WRITTEN PROBLEM -
Show each line of the records that contains the string "airplane", copied in full. Case counts.

DATA PROVIDED -
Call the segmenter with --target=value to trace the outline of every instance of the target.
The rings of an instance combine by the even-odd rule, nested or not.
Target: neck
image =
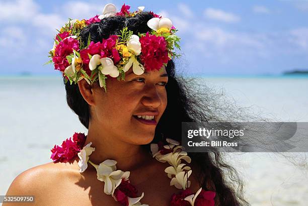
[[[90,124],[85,143],[86,145],[91,142],[91,147],[95,148],[90,156],[94,163],[99,165],[107,159],[112,159],[117,162],[117,169],[132,171],[151,160],[151,155],[141,145],[123,142],[102,130],[99,132]]]

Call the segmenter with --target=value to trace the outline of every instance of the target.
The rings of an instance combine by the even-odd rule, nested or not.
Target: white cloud
[[[206,9],[204,11],[204,14],[207,18],[227,23],[238,22],[241,20],[240,17],[234,14],[212,8]]]
[[[65,14],[67,19],[89,19],[94,16],[103,13],[104,3],[99,4],[88,3],[84,2],[70,1],[65,3],[62,7],[62,13]],[[107,4],[107,3],[106,3]],[[119,11],[120,8],[117,8]]]
[[[289,41],[304,49],[308,49],[308,28],[294,29],[290,32]]]
[[[186,4],[180,3],[178,5],[178,8],[180,12],[183,14],[183,16],[188,18],[192,18],[194,17],[193,12],[190,8]]]
[[[255,13],[269,14],[269,10],[263,6],[254,6],[253,7],[253,11]]]
[[[18,48],[20,50],[26,44],[25,32],[20,27],[10,26],[2,29],[0,45],[9,49]]]
[[[32,0],[0,1],[0,22],[28,21],[37,13],[38,5]]]

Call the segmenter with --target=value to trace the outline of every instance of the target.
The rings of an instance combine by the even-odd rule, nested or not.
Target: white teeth
[[[154,119],[154,117],[155,116],[149,116],[148,115],[137,115],[137,117],[138,118],[142,118],[144,120],[152,120],[153,119]]]

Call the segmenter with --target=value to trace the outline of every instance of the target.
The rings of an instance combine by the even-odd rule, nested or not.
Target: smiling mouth
[[[156,125],[157,123],[155,120],[155,116],[147,115],[133,115],[133,117],[139,122],[148,125]]]

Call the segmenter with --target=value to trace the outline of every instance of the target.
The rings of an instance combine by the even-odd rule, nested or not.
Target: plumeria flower
[[[155,17],[148,20],[146,24],[158,33],[169,33],[172,27],[172,22],[168,18]]]
[[[181,160],[184,160],[187,163],[191,162],[191,159],[187,156],[187,153],[184,151],[171,152],[165,155],[159,155],[155,157],[156,159],[161,162],[168,162],[169,164],[177,168],[181,163]]]
[[[112,4],[106,5],[103,10],[103,14],[98,17],[99,19],[103,19],[106,17],[114,16],[117,13],[117,8]]]
[[[183,170],[190,170],[191,169],[190,167],[186,166],[185,164],[180,164],[177,167],[174,167],[173,166],[170,166],[165,169],[165,172],[167,173],[168,177],[170,179],[172,178],[172,175],[176,175],[177,174],[182,172]]]
[[[89,156],[92,154],[95,148],[90,147],[92,142],[89,143],[87,145],[84,147],[82,150],[78,153],[78,157],[80,160],[78,162],[78,166],[80,168],[80,172],[83,172],[88,168],[88,161],[89,161]]]
[[[123,70],[124,72],[126,72],[128,71],[132,65],[133,66],[133,72],[135,74],[141,75],[144,72],[144,67],[143,67],[141,64],[139,63],[134,55],[132,55],[129,58],[129,60],[123,68]]]
[[[138,197],[127,197],[127,200],[128,200],[128,206],[133,205],[141,205],[141,206],[148,206],[148,204],[142,204],[139,201],[144,195],[144,193],[142,192],[141,195]]]
[[[190,203],[190,204],[191,204],[191,206],[194,206],[195,201],[197,198],[197,196],[199,195],[200,192],[201,192],[202,189],[202,188],[200,187],[200,189],[199,189],[199,190],[197,191],[197,192],[196,192],[195,194],[191,194],[189,196],[187,196],[184,198],[184,199],[185,200],[188,201],[189,203]]]
[[[101,64],[101,65],[100,65]],[[91,57],[89,67],[91,71],[96,68],[97,66],[100,72],[103,74],[109,75],[112,77],[117,77],[120,73],[118,70],[118,67],[114,65],[112,59],[108,57],[101,58],[99,54],[95,54]],[[99,75],[99,80],[101,87],[103,87],[103,77]]]
[[[190,187],[190,181],[187,180],[191,174],[192,170],[182,171],[177,173],[170,181],[170,185],[174,185],[178,189],[185,189]]]
[[[132,52],[135,56],[138,56],[141,53],[141,43],[139,41],[139,37],[133,34],[126,43],[127,48],[130,52]]]
[[[105,182],[104,192],[107,194],[113,194],[115,188],[121,184],[122,179],[127,180],[129,176],[129,172],[115,170],[116,164],[116,161],[107,160],[99,165],[95,166],[97,171],[97,179]]]

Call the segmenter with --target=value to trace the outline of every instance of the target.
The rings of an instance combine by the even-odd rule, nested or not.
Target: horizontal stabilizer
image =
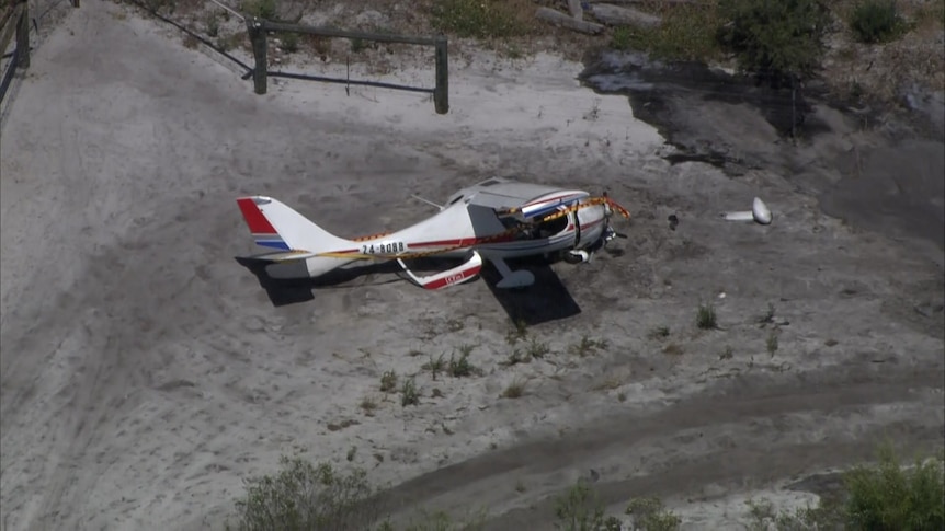
[[[407,265],[402,259],[398,258],[397,263],[400,264],[400,267],[417,282],[419,286],[422,286],[425,289],[441,289],[446,288],[448,286],[455,286],[457,284],[463,284],[467,280],[472,279],[476,275],[479,274],[479,270],[482,269],[482,257],[479,256],[479,253],[476,251],[472,252],[472,255],[468,261],[463,264],[447,269],[445,272],[437,273],[435,275],[430,275],[425,277],[418,277],[410,269],[407,268]]]

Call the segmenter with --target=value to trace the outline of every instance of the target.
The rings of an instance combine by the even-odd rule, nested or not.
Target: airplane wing
[[[298,259],[314,258],[318,256],[315,253],[310,253],[304,250],[292,250],[285,251],[281,253],[263,253],[263,254],[254,254],[252,256],[246,256],[246,258],[260,259],[265,262],[292,262]]]
[[[407,273],[407,275],[410,276],[417,285],[422,286],[425,289],[441,289],[463,284],[476,277],[476,275],[479,274],[479,270],[482,269],[482,257],[479,256],[479,253],[476,251],[472,251],[469,259],[463,264],[459,264],[452,269],[446,269],[445,272],[440,272],[435,275],[429,275],[425,277],[414,275],[413,272],[407,268],[407,264],[405,264],[401,258],[397,258],[397,263],[400,264],[403,272]]]

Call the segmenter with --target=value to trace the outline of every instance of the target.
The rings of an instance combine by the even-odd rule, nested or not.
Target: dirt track
[[[625,99],[573,88],[571,74],[456,76],[449,117],[304,83],[255,96],[115,4],[68,14],[34,54],[0,140],[4,529],[219,524],[240,478],[280,453],[344,465],[352,446],[375,477],[407,482],[395,499],[471,499],[496,511],[496,529],[550,518],[547,496],[591,469],[615,509],[646,493],[684,510],[868,457],[881,435],[942,446],[941,245],[909,223],[886,235],[824,216],[823,191],[797,184],[840,183],[818,161],[878,135],[831,114],[843,130],[797,155],[802,175],[783,171],[797,160],[779,151],[732,178],[670,165],[651,128],[624,117]],[[706,105],[733,137],[776,140],[751,109]],[[491,172],[607,186],[634,212],[623,255],[556,264],[546,277],[558,286],[525,295],[485,281],[429,293],[379,273],[277,308],[232,259],[252,249],[239,195],[285,198],[355,235],[422,218],[410,194],[442,199]],[[718,219],[755,195],[772,226]],[[698,331],[709,300],[721,330]],[[768,304],[787,324],[759,324]],[[504,368],[508,313],[522,309],[551,353]],[[670,336],[649,337],[658,326]],[[569,354],[584,334],[608,348]],[[410,350],[465,343],[483,377],[421,374],[420,406],[382,396],[375,417],[358,411],[384,370],[419,371],[426,358]],[[515,378],[527,394],[498,399]],[[327,427],[344,419],[358,424]]]

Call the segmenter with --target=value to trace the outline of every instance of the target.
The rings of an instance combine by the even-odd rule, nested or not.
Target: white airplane
[[[258,245],[278,250],[251,258],[270,263],[304,261],[312,278],[358,261],[396,259],[409,277],[426,289],[440,289],[476,277],[488,259],[501,274],[499,288],[531,286],[535,276],[512,270],[506,258],[557,255],[568,263],[591,259],[617,233],[613,211],[629,212],[610,199],[579,189],[520,183],[494,177],[463,188],[434,216],[396,232],[344,239],[328,233],[303,215],[265,196],[237,199]],[[462,258],[451,269],[418,276],[403,261],[420,257]]]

RESPONSE FOR THIS EXERCISE -
Target: airplane wing
Target: white airplane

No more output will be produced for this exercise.